Kim le clown? Ou Kim notre miroir?

Signalons également, pour poursuivre la discussion, un article vitupérant de l’analyste Edward N. Luttwak, pour nous entretenir du «  North Korea's clown provocateur » (dans le Los Angeles Times, le 7 juillet). Quelques paragraphes bien sentis pour ridiculiser Kim le clown et ses pétoires qui ne tiennent pas plus de 42 secondes (ou dix minutes, selon la presse sud-coréenne). (Luttwak est un analyste ô combien respecté à Washington, un dur de dur de la dialectique pentagonesque, qui fait profession d’originalité, voire d’indépendance d’esprit. Voire…)

Qui est le plus ridicule dans cette occurrence après tant d’autres? Qui est le clown provocateur (voir l’allusion de la présidence sud-coréenne) de l’autre quand l’on se tourne vers les Sud-Coréens? Ces remarques du Los Angeles Times nous disent tout de notre autisme occidental, inspiré par la schizophrénie de Washington : « On the surface, it would seem that South Koreans should be more attuned to the developments in North Korea than anyone else. They are the ones who live in the shadow of the demilitarized zone, where North Korea has enough artillery dug into bunkers to rain 25,000 shells on Seoul in an hour. »

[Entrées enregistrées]

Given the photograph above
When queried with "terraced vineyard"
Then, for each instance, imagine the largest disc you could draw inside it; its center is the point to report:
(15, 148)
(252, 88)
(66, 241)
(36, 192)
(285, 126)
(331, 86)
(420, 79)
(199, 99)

=== À faire 1 ===
Recopiez dans le texte sur Kim le clown le passage qui commence par « Kim le clown? » et va jusqu'à « d’indépendance d’esprit. Voire…) ».
=== À faire 2 ===
Reprenez sous forme de liste courte le paragraphe du texte sur Kim le clown qui commence par « Signalons également », en gardant ses faits principaux.
=== À faire 3 ===
Écrivez la suite du texte sur Kim le clown, à partir de la fin de sa dernière phrase.

=== Votre réponse 1 ===
Kim le clown? Ou Kim notre miroir?

Signalons également, pour poursuivre la discussion, un article vitupérant de l’analyste Edward N. Luttwak, pour nous entretenir du «  North Korea's clown provocateur » (dans le Los Angeles Times, le 7 juillet). Quelques paragraphes bien sentis pour ridiculiser Kim le clown et ses pétoires qui ne tiennent pas plus de 42 secondes (ou dix minutes, selon la presse sud-coréenne). (Luttwak est un analyste ô combien respecté à Washington, un dur de dur de la dialectique pentagonesque, qui fait profession d’originalité, voire d’indépendance d’esprit. Voire…)

=== Votre réponse 2 ===
- L'analyste Edward N. Luttwak a publié un article virulent sur le « North Korea's clown provocateur » dans le Los Angeles Times, le 7 juillet.
- En quelques paragraphes, il tourne en ridicule Kim et ses pétoires, qui ne tiennent pas plus de 42 secondes (ou dix minutes, selon la presse sud-coréenne).
- Luttwak est un analyste très respecté à Washington et un dur de la pensée du Pentagone. Il se veut original, voire indépendant d'esprit, ce que le texte met en doute.

=== Votre réponse 3 ===
Plutôt que laisser entendre que l’indifférence des Sud-Coréens aux horribles gesticulations de Kim relève de l’inconscience, voire pire (complicité ? trahison ?), ne pourrions-nous pas essayer la conclusion de l’évidence que c’est parce que ces développements ne sont pas si horribles que cela? Est-ce parce que les fous du Pentagone ont plusieurs milliers d’armes nucléaires à leur disposition que nous craignons qu’ils nous les lancent sur la figure? Est-ce que nous entrons en transes similaires à celles du début juillet chaque fois que l’USAF tire un Minuteman III pour raison de test ? (Quoique… A y penser, peut-être devrions-nous commencer à nous inquiéter, — nous voulons dire, avec de plus fortes raisons que dans le cas de Kim.)

La projection systématique de nos obsessions et de nos servilités explique aujourd’hui l’essentiel des crises du monde. Elle crée leur substance même. L’obsession du faux-empire washingtonien, qui renvoie à la bonne conscience américaniste nécessaire à l’auto-absolution de son comportement, est une machine à fabriquer les menaces et les crises. L’obsession européenne de l’alignement sur Washington est une machine à fabriquer le conformisme de nos diplomaties de vieilles nations civilisées, donnant ainsi quitus aux divagations washingtoniennes. L’Occident est emporté dans un prodigieux exercice d’abêtissement comme s’il s’agissait d’une ultime ivresse. (Le fait est que nous sommes doués.)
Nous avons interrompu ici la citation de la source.